Supplied entries:
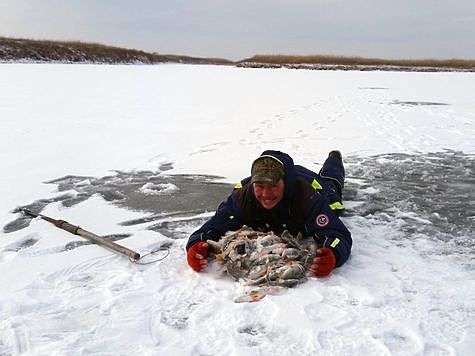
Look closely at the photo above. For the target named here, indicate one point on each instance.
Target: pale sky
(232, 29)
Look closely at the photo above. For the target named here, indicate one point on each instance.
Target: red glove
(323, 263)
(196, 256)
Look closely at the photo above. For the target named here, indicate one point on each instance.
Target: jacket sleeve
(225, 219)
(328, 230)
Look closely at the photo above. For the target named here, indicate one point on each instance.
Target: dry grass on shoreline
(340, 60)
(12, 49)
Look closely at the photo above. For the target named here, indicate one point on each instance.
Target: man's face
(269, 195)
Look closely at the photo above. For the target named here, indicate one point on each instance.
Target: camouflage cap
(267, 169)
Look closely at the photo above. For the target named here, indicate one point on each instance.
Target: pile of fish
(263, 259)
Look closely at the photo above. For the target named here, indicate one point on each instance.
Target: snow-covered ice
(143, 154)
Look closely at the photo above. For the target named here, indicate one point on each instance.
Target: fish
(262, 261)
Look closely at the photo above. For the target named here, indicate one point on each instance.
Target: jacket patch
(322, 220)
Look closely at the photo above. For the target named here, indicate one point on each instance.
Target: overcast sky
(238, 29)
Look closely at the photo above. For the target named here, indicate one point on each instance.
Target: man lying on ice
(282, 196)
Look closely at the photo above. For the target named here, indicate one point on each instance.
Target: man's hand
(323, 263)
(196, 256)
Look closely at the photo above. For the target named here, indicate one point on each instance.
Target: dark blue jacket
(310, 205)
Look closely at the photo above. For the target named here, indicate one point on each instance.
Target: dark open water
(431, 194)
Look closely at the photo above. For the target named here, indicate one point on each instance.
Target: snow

---

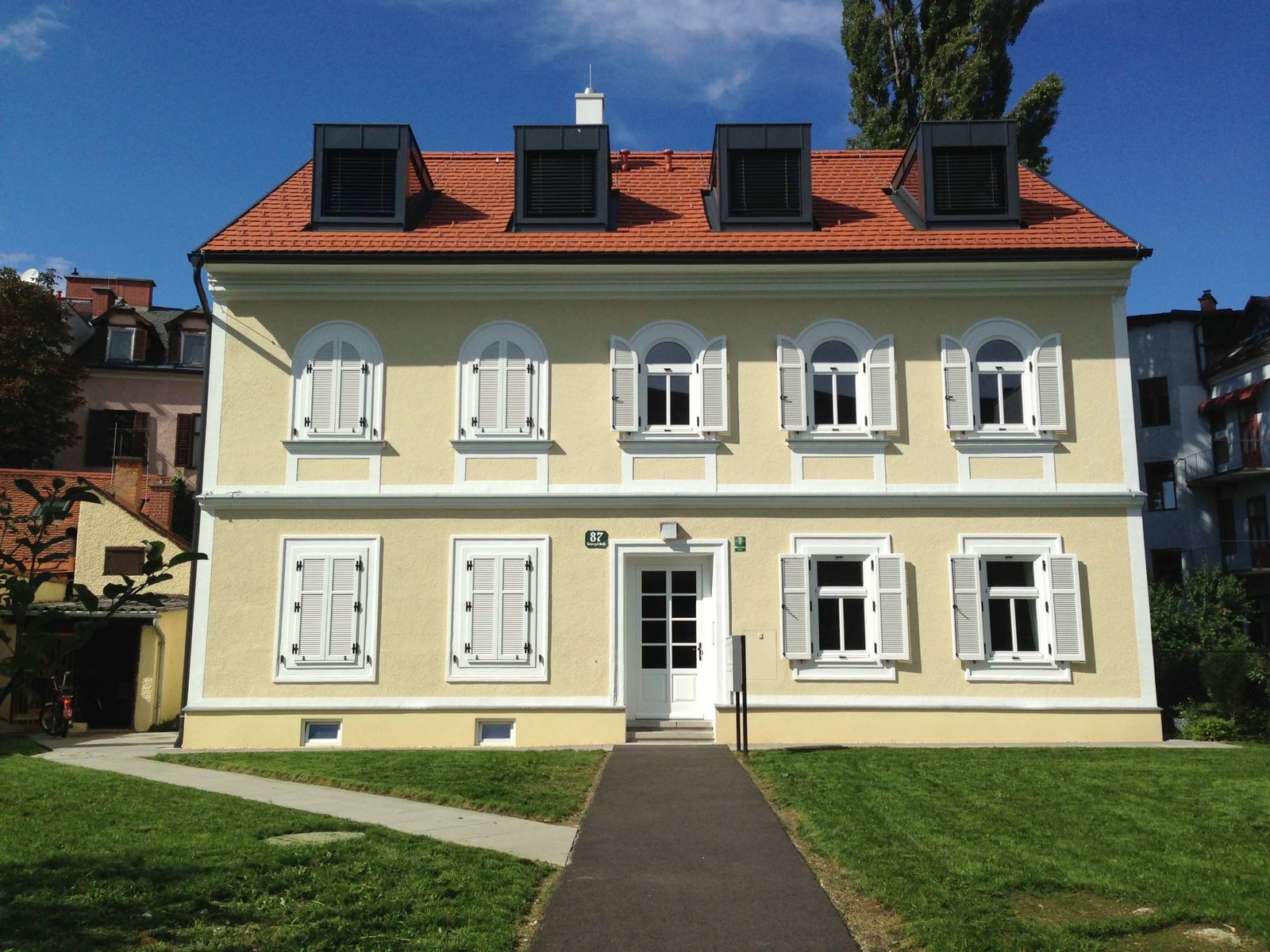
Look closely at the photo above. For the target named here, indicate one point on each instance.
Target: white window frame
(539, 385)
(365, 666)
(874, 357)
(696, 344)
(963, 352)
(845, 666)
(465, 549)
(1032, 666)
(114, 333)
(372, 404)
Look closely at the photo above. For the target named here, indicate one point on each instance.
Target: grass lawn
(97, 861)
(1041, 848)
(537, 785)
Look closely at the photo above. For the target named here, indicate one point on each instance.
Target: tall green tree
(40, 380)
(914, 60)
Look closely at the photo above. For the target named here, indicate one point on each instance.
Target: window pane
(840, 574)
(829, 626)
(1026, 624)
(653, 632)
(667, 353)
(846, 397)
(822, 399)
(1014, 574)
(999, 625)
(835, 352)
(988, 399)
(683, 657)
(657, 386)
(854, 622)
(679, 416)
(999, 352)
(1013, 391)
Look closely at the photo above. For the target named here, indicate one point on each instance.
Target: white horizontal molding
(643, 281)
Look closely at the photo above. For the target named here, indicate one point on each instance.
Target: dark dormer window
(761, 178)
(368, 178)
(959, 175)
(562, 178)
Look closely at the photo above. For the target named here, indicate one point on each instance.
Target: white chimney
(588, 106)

Exercise prompt: State how many lines of the material above contain the string "window", treating case as significant. Give only the number.

Completed exercise: 3